Brief - Everything in the data must be repeated exactly, apart from the pictures, which are left out.

Segment Open

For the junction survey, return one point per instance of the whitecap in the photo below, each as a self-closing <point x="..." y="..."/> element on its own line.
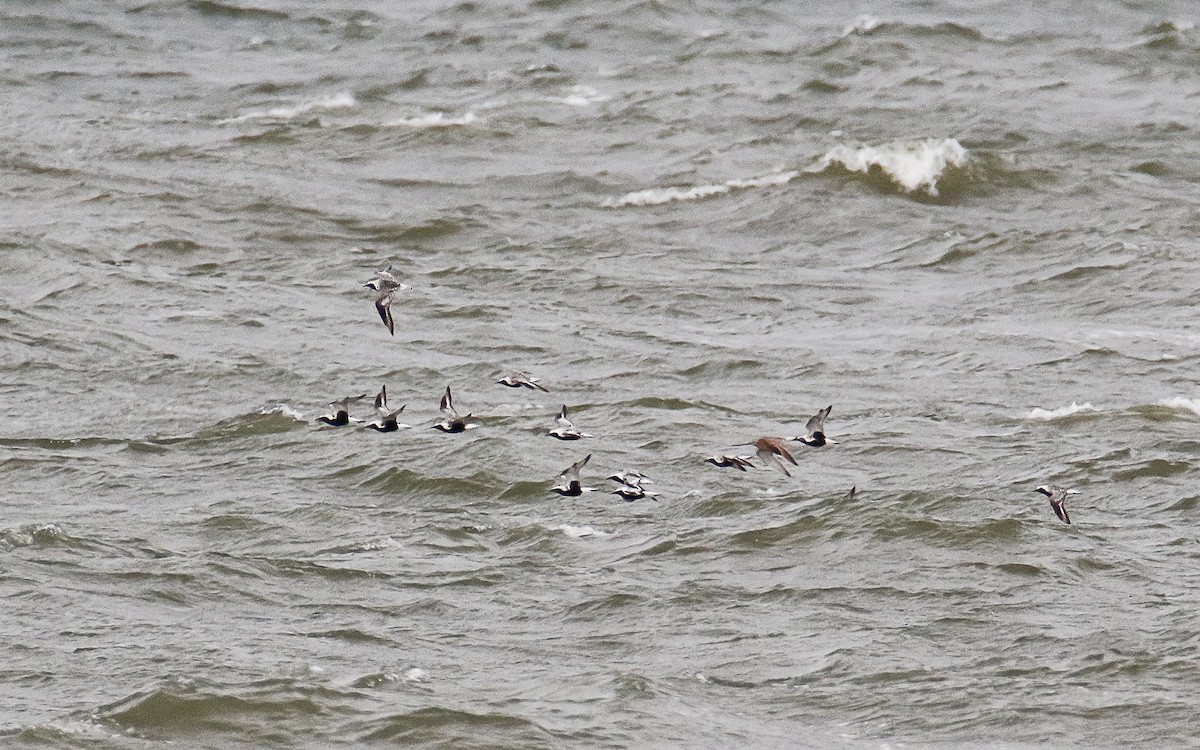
<point x="1185" y="405"/>
<point x="583" y="96"/>
<point x="435" y="119"/>
<point x="579" y="532"/>
<point x="658" y="196"/>
<point x="1048" y="414"/>
<point x="863" y="24"/>
<point x="337" y="101"/>
<point x="912" y="165"/>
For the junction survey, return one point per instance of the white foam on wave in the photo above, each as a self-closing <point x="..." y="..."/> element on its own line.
<point x="863" y="24"/>
<point x="285" y="409"/>
<point x="1048" y="414"/>
<point x="583" y="96"/>
<point x="1181" y="403"/>
<point x="433" y="119"/>
<point x="579" y="532"/>
<point x="337" y="101"/>
<point x="913" y="165"/>
<point x="658" y="196"/>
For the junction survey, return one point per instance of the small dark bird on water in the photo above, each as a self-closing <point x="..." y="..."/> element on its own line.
<point x="340" y="412"/>
<point x="1057" y="499"/>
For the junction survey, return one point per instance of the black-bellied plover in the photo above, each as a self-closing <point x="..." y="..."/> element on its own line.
<point x="385" y="286"/>
<point x="568" y="483"/>
<point x="522" y="379"/>
<point x="385" y="419"/>
<point x="453" y="423"/>
<point x="564" y="430"/>
<point x="340" y="411"/>
<point x="814" y="431"/>
<point x="725" y="462"/>
<point x="1057" y="498"/>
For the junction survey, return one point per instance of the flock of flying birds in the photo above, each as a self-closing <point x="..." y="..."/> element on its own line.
<point x="771" y="450"/>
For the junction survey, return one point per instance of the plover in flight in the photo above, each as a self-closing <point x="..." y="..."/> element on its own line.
<point x="522" y="379"/>
<point x="568" y="483"/>
<point x="385" y="286"/>
<point x="564" y="430"/>
<point x="771" y="449"/>
<point x="814" y="431"/>
<point x="340" y="411"/>
<point x="1057" y="498"/>
<point x="453" y="423"/>
<point x="385" y="418"/>
<point x="737" y="462"/>
<point x="633" y="478"/>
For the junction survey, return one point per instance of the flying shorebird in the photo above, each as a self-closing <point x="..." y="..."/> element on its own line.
<point x="631" y="478"/>
<point x="1057" y="498"/>
<point x="453" y="423"/>
<point x="814" y="431"/>
<point x="568" y="483"/>
<point x="340" y="411"/>
<point x="385" y="419"/>
<point x="522" y="379"/>
<point x="385" y="285"/>
<point x="724" y="461"/>
<point x="564" y="430"/>
<point x="771" y="449"/>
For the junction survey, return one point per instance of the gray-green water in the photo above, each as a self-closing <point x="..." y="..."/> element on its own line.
<point x="654" y="207"/>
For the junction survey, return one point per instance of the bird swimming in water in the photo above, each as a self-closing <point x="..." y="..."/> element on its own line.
<point x="814" y="431"/>
<point x="340" y="412"/>
<point x="1057" y="499"/>
<point x="385" y="286"/>
<point x="725" y="462"/>
<point x="564" y="430"/>
<point x="453" y="423"/>
<point x="385" y="420"/>
<point x="568" y="483"/>
<point x="522" y="379"/>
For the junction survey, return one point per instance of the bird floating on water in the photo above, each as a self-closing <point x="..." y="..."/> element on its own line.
<point x="385" y="286"/>
<point x="564" y="430"/>
<point x="1057" y="499"/>
<point x="522" y="379"/>
<point x="568" y="483"/>
<point x="385" y="419"/>
<point x="340" y="411"/>
<point x="814" y="431"/>
<point x="453" y="423"/>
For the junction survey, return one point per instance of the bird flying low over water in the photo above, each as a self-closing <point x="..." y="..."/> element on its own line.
<point x="725" y="462"/>
<point x="385" y="419"/>
<point x="814" y="431"/>
<point x="522" y="379"/>
<point x="453" y="423"/>
<point x="564" y="430"/>
<point x="385" y="286"/>
<point x="1057" y="499"/>
<point x="771" y="450"/>
<point x="568" y="483"/>
<point x="340" y="411"/>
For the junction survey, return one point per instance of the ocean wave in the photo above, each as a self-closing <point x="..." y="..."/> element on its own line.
<point x="915" y="166"/>
<point x="433" y="119"/>
<point x="337" y="101"/>
<point x="1182" y="405"/>
<point x="1050" y="414"/>
<point x="658" y="196"/>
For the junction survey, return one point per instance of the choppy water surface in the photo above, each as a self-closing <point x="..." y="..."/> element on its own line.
<point x="969" y="227"/>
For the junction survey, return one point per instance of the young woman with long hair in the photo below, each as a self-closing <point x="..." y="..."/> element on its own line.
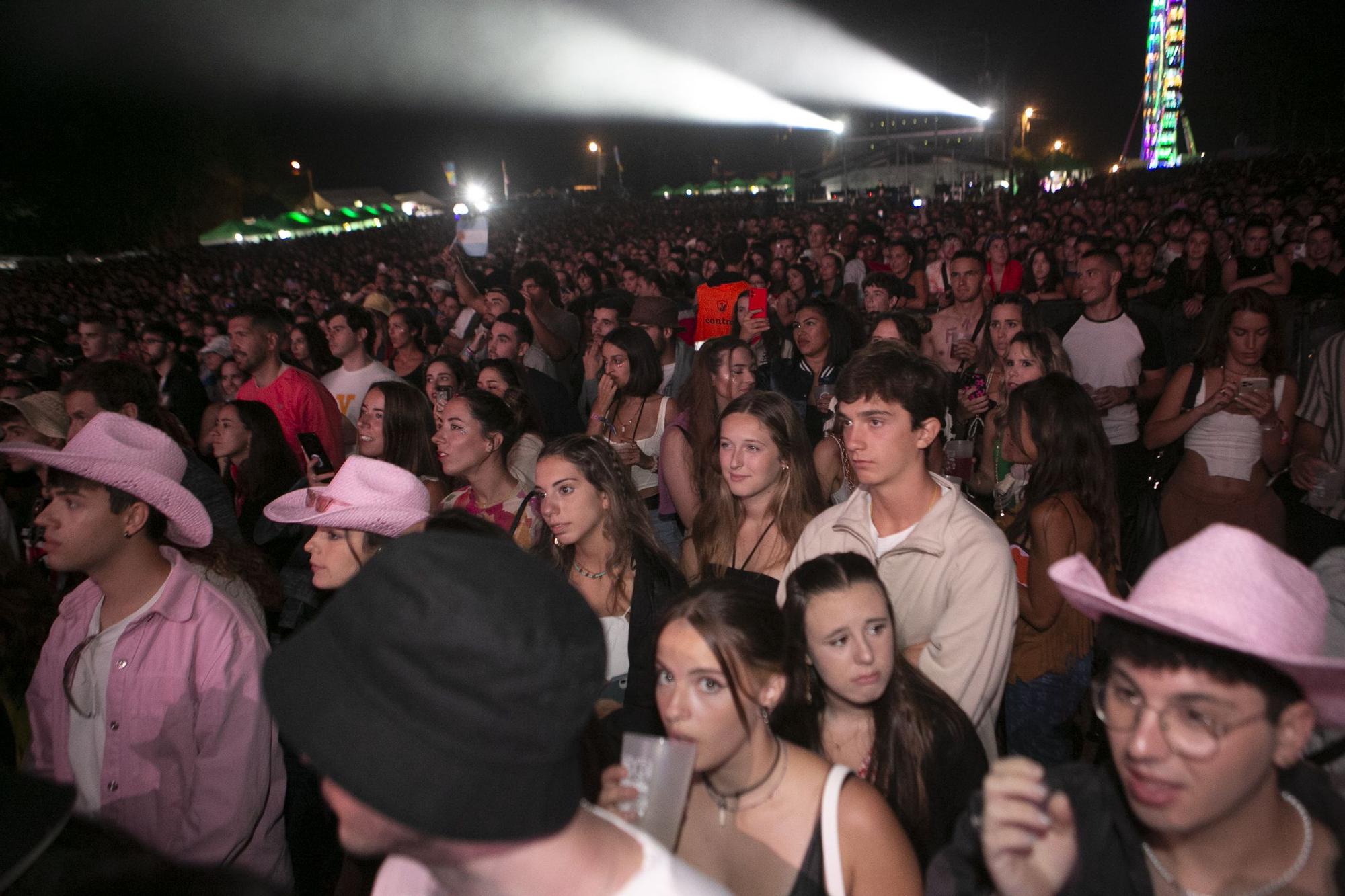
<point x="722" y="370"/>
<point x="475" y="435"/>
<point x="1042" y="280"/>
<point x="762" y="491"/>
<point x="254" y="458"/>
<point x="1190" y="299"/>
<point x="984" y="385"/>
<point x="603" y="544"/>
<point x="310" y="352"/>
<point x="763" y="814"/>
<point x="231" y="378"/>
<point x="1237" y="428"/>
<point x="825" y="337"/>
<point x="855" y="700"/>
<point x="1069" y="507"/>
<point x="505" y="378"/>
<point x="396" y="424"/>
<point x="1031" y="357"/>
<point x="631" y="416"/>
<point x="407" y="333"/>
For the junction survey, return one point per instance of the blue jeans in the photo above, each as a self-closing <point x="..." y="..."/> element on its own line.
<point x="1039" y="713"/>
<point x="669" y="533"/>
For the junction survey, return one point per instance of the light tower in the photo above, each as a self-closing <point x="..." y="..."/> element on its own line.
<point x="1167" y="52"/>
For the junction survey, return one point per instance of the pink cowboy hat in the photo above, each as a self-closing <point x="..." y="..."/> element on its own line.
<point x="135" y="458"/>
<point x="365" y="494"/>
<point x="1230" y="588"/>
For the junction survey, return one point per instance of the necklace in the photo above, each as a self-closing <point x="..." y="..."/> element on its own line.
<point x="732" y="802"/>
<point x="1276" y="885"/>
<point x="587" y="573"/>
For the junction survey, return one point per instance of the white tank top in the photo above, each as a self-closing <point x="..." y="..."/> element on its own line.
<point x="640" y="475"/>
<point x="1231" y="444"/>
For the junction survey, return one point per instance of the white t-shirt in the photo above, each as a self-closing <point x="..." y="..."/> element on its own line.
<point x="1114" y="353"/>
<point x="884" y="544"/>
<point x="87" y="736"/>
<point x="349" y="386"/>
<point x="660" y="874"/>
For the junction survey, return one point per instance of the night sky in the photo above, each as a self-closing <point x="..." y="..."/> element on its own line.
<point x="108" y="112"/>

Segment Closed

Exercise output -
For the junction survey, return one point per instance of the whitecap in the photo below, each as a self-closing <point x="..." y="..."/> element on its own line.
<point x="1185" y="405"/>
<point x="583" y="96"/>
<point x="435" y="119"/>
<point x="579" y="532"/>
<point x="658" y="196"/>
<point x="1048" y="414"/>
<point x="863" y="24"/>
<point x="337" y="101"/>
<point x="912" y="165"/>
For the junction survey, return one point per instance of the white foam on wave in the photo above, each as a self-closing <point x="..." y="..."/> element on its own line.
<point x="863" y="24"/>
<point x="285" y="409"/>
<point x="1048" y="414"/>
<point x="583" y="96"/>
<point x="1181" y="403"/>
<point x="433" y="119"/>
<point x="579" y="532"/>
<point x="337" y="101"/>
<point x="913" y="165"/>
<point x="658" y="196"/>
For the junction survey, return one point per instance of the small dark bird on water in the photo above, each as a self-closing <point x="..." y="..."/> element on its own line.
<point x="340" y="412"/>
<point x="1057" y="499"/>
For the junction survey, return one point per instance of the black-bellied plover in the photo above, each as a self-closing <point x="..." y="..."/> element on its own line.
<point x="385" y="286"/>
<point x="568" y="483"/>
<point x="522" y="379"/>
<point x="385" y="419"/>
<point x="453" y="423"/>
<point x="564" y="430"/>
<point x="340" y="411"/>
<point x="814" y="431"/>
<point x="725" y="462"/>
<point x="1057" y="498"/>
For the junction survey, return one point per instance of the flock of flying birds in the photo above, each as a self-closing <point x="..." y="..."/> element on its own line.
<point x="771" y="450"/>
For the junction survey, return one point per instance of the plover in flight in the photo above, each as a self-closing <point x="..." y="..."/> element on its own line.
<point x="522" y="379"/>
<point x="568" y="483"/>
<point x="385" y="286"/>
<point x="564" y="430"/>
<point x="771" y="449"/>
<point x="814" y="431"/>
<point x="340" y="411"/>
<point x="1057" y="498"/>
<point x="453" y="423"/>
<point x="385" y="418"/>
<point x="737" y="462"/>
<point x="633" y="478"/>
For the junction survey, return one point per instance of the flying shorebird in the photo above, each as a self-closing <point x="..." y="..."/> element on its own line.
<point x="631" y="478"/>
<point x="1057" y="498"/>
<point x="453" y="423"/>
<point x="814" y="431"/>
<point x="568" y="483"/>
<point x="340" y="411"/>
<point x="385" y="419"/>
<point x="522" y="379"/>
<point x="385" y="285"/>
<point x="724" y="461"/>
<point x="564" y="430"/>
<point x="771" y="449"/>
For the junction survey, return one point per instance of the gray-green water in the photo above, each as a self-closing <point x="..." y="..."/> element on its own line.
<point x="654" y="207"/>
For the junction survey, return one point per instance of the bird swimming in water in the photo above, each as a self-closing <point x="..." y="..."/> element on its own line.
<point x="814" y="431"/>
<point x="340" y="412"/>
<point x="1057" y="499"/>
<point x="385" y="286"/>
<point x="725" y="462"/>
<point x="564" y="430"/>
<point x="453" y="423"/>
<point x="385" y="420"/>
<point x="568" y="483"/>
<point x="522" y="379"/>
For the junction survey, return one point per instance of the bird floating on water in the photo above, each as a self-closing <point x="..." y="..."/> element on its own line.
<point x="385" y="286"/>
<point x="564" y="430"/>
<point x="1057" y="499"/>
<point x="522" y="379"/>
<point x="568" y="483"/>
<point x="385" y="419"/>
<point x="340" y="411"/>
<point x="814" y="431"/>
<point x="453" y="423"/>
For the junction survey, return one point per instance of the bird flying low over water in the photo above, each as a self-closing <point x="..." y="..."/> element on its own line.
<point x="725" y="462"/>
<point x="385" y="419"/>
<point x="814" y="431"/>
<point x="522" y="379"/>
<point x="453" y="423"/>
<point x="564" y="430"/>
<point x="385" y="286"/>
<point x="1057" y="499"/>
<point x="771" y="450"/>
<point x="568" y="483"/>
<point x="340" y="411"/>
For the junction survey, return one point per instance of the ocean wave in the photo above, each as a self-closing <point x="..." y="..."/> element on its own line.
<point x="915" y="166"/>
<point x="433" y="119"/>
<point x="337" y="101"/>
<point x="1182" y="405"/>
<point x="1050" y="414"/>
<point x="658" y="196"/>
For the junction survey, return one point per instance of the choppy water surface in the photo above, each as a self-closing <point x="..." y="..."/> element on its own line.
<point x="969" y="227"/>
For the junction survey, return one point per instance of the young woman with long hair in the photo below, each as a self-closing <point x="..." y="..."/> element on its own line.
<point x="722" y="370"/>
<point x="475" y="435"/>
<point x="1042" y="280"/>
<point x="762" y="491"/>
<point x="254" y="458"/>
<point x="1190" y="299"/>
<point x="984" y="385"/>
<point x="603" y="544"/>
<point x="310" y="352"/>
<point x="763" y="814"/>
<point x="231" y="378"/>
<point x="1237" y="428"/>
<point x="825" y="337"/>
<point x="855" y="700"/>
<point x="1069" y="507"/>
<point x="505" y="378"/>
<point x="396" y="424"/>
<point x="1031" y="357"/>
<point x="631" y="416"/>
<point x="407" y="333"/>
For the junction survey, return one point per instance of the blue jeans in the photo above, each as a self-closing <point x="..." y="..."/> element on its own line.
<point x="1039" y="713"/>
<point x="669" y="533"/>
For the junction survey, return one point per instance of the light tower in the photo above, each as a self-closing <point x="..." y="..."/> element on its own line.
<point x="1167" y="52"/>
For the junction survey, return one point per instance of the pink cowboy hat in the photo above, each as a self-closing <point x="..." y="..."/> element on its own line.
<point x="135" y="458"/>
<point x="365" y="494"/>
<point x="1230" y="588"/>
For the junction survey, return one point per instance of the necklace in the photo above, each as a self-closing <point x="..." y="..."/> element on its own line.
<point x="732" y="802"/>
<point x="1276" y="885"/>
<point x="587" y="573"/>
For the junction survey, return one point per instance of the white tank top in the photo above, each as a self-closing <point x="..." y="..."/> element on its own line.
<point x="640" y="475"/>
<point x="1231" y="444"/>
For the junction survey, return one point per instance of the white t-shirt in the photo above, each as a self-closing <point x="..." y="..."/> element on its own line.
<point x="1114" y="353"/>
<point x="884" y="544"/>
<point x="87" y="736"/>
<point x="349" y="386"/>
<point x="660" y="874"/>
For the junction survey, return one point per instance of the night sky in the photo above, each as a self-closing <point x="..." y="..."/> element on its own line.
<point x="108" y="112"/>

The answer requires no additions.